STATED GOAL A:
Using the passage about the Thorleif Dahl prize, decide whether each statement agrees with it: (i) The prize is awarded every two years. (ii) A translation into riksmål can receive the prize. (iii) The prize has been 100,000 kroner since 1991. For each, answer yes or no and quote the deciding words.
STATED GOAL B:
From the passage about the Thorleif Dahl prize, quote word for word the stretch starting at "The Norwegian Academy Prize" and ending at "(approximately 12,500 €)".

EXCERPTED PASSAGE:
________________________________________
The Norwegian Academy Prize in memory of Thorleif Dahl (Det Norske Akademis Pris til minne om Thorleif Dahl) is awarded annually by the Norwegian Academy for Language and Literature (Det Norske Akademi for Sprog og Litteratur). The prize is given in recognition of the eminent literature, poetry or nonfictional work written in riksmål, or to the foremost translation to riksmål of fiction or nonfiction. Since 1991 the prize has been 100,000 kroner (approximately 12,500 €)
________________________________________
RECORDS SHOWN:

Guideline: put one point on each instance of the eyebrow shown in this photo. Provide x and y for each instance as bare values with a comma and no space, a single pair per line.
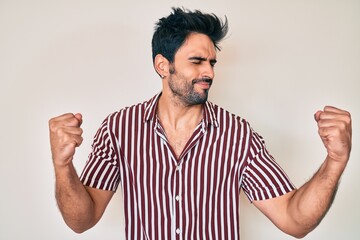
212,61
________________________________________
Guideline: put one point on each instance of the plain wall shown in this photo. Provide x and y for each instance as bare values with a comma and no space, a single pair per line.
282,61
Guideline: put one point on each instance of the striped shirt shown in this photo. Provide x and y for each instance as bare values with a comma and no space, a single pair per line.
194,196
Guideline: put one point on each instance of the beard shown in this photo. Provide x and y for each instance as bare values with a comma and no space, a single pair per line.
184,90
________________________________________
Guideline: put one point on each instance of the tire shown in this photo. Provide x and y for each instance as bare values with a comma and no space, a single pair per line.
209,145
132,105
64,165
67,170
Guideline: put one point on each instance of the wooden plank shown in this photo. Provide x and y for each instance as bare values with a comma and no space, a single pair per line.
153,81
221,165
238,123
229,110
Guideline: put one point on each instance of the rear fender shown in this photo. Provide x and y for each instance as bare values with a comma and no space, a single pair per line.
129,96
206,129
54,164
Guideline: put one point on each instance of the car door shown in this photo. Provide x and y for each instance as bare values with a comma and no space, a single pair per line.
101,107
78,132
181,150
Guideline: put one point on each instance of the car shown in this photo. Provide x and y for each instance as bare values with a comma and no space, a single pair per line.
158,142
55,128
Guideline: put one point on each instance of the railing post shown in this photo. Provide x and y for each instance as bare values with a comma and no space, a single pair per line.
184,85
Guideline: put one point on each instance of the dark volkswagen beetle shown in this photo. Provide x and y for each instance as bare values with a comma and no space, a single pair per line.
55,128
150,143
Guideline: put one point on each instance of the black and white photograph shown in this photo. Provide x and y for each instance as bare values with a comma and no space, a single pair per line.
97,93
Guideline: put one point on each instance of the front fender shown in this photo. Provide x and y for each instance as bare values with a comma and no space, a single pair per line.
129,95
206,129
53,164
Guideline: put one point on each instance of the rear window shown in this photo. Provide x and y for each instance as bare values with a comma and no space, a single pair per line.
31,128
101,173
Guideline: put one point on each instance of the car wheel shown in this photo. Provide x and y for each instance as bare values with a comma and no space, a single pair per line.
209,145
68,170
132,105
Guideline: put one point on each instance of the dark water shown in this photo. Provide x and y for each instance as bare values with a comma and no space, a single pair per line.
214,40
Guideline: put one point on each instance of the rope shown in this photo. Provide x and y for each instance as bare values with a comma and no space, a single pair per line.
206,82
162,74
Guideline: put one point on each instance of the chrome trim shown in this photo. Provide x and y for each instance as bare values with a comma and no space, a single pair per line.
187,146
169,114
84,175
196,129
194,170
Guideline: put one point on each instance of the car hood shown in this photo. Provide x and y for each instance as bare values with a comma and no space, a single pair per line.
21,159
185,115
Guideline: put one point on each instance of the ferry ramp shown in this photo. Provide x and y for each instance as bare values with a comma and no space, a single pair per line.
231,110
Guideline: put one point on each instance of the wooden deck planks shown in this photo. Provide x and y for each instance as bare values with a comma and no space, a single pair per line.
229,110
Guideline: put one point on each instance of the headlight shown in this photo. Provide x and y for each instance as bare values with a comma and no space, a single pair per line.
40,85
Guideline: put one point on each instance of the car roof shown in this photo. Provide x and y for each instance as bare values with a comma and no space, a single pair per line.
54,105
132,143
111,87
________________________________________
RIGHT ANSWER A:
(i) No: "is awarded annually"
(ii) Yes: "or to the foremost translation to riksmål of fiction or nonfiction"
(iii) Yes: "Since 1991 the prize has been 100,000 kroner"

RIGHT ANSWER B:
The Norwegian Academy Prize in memory of Thorleif Dahl (Det Norske Akademis Pris til minne om Thorleif Dahl) is awarded annually by the Norwegian Academy for Language and Literature (Det Norske Akademi for Sprog og Litteratur). The prize is given in recognition of the eminent literature, poetry or nonfictional work written in riksmål, or to the foremost translation to riksmål of fiction or nonfiction. Since 1991 the prize has been 100,000 kroner (approximately 12,500 €)